■ **Текст для чтения**:
>>>

VII. Религиозная вера, как основание нравственного закона
Человек, сказали мы, может быть свободен лишь от чего-нибудь. Но от чего-нибудь он может быть свободен лишь утверждаясь на чем-либо, – во имя чего-либо. От внешних ограничений и условности, он может освободиться лишь, утверждаясь на сознании своей внутренней безусловности. Кант высказал глубокую истину, когда утверждал свободу метафизического существа человека. Его ошибка, к сожалению, спутавшая столь многих, – заключалась лишь в том, что, усвояя свободу метафизическому существу человека, его умопостигаемой природе (ноумену), он отказывал совершенно в свободе эмпирическому человеку, живущему в условиях земного существования. С его точки зрения, человек оказывается чем-то подобным Платоновскому поэту, которого венчали лаврами, но изгоняли из общества людей, как бесполезного и непригодного для его условий члена. Или, если человек свободен в своем метафизическом существе, то, вследствие единства его природы, он должен быть свободно-реальным деятелем и в этом мiре, способными вносить в него, самостоятельно и свободно, инициативу. С другой стороны, он не есть и какой-то «бескачественный субъект духовной жизни», как думают психологи и философы-моралисты, хотя и сознающие только что указанную ошибку Канта, но в сущности, – лишь в более тонкой форме, – ее разделяющие: субстанция человека не есть нечто «бескачественное», но, как и всякая другая субстанция, обладает известными качествами (без которых самое понятие о ней было бы пустым). И если я, сознавая в себе несколько стремлений и чувствуя себя формально свободным следовать любому из них, тем не менее фактически, реально следую высшему и, такими образом, утверждаю свою свободу от низших, – то все это я делаю и могу сделать единственно потому, что утверждаюсь на сознании в себе высшего, а именно – на сознании нравственного закона и его власти над собою.
Что есть нравственный закон?

<<<

■ **Исходные данные**:
>>>

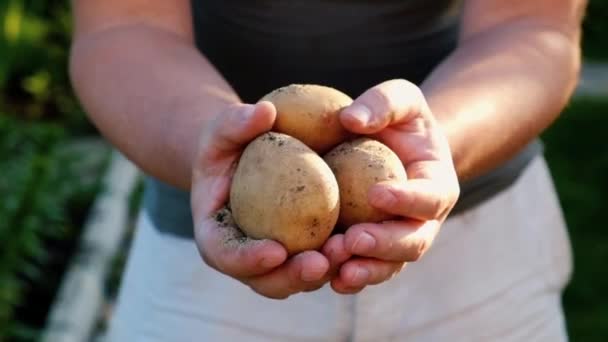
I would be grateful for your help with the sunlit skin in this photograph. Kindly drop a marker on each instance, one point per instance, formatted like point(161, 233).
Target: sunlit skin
point(514, 69)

<<<

■ **Что сделать**: В чем, согласно тексту о нравственном законе, заключалась ошибка Канта? Данные — это отдельный материал, не связанный с текстом.

■ **Образец ответа**: Признавая свободу за метафизическим существом человека, его умопостигаемой природой, Кант совершенно отказывал в свободе эмпирическому человеку, живущему в условиях земного существования.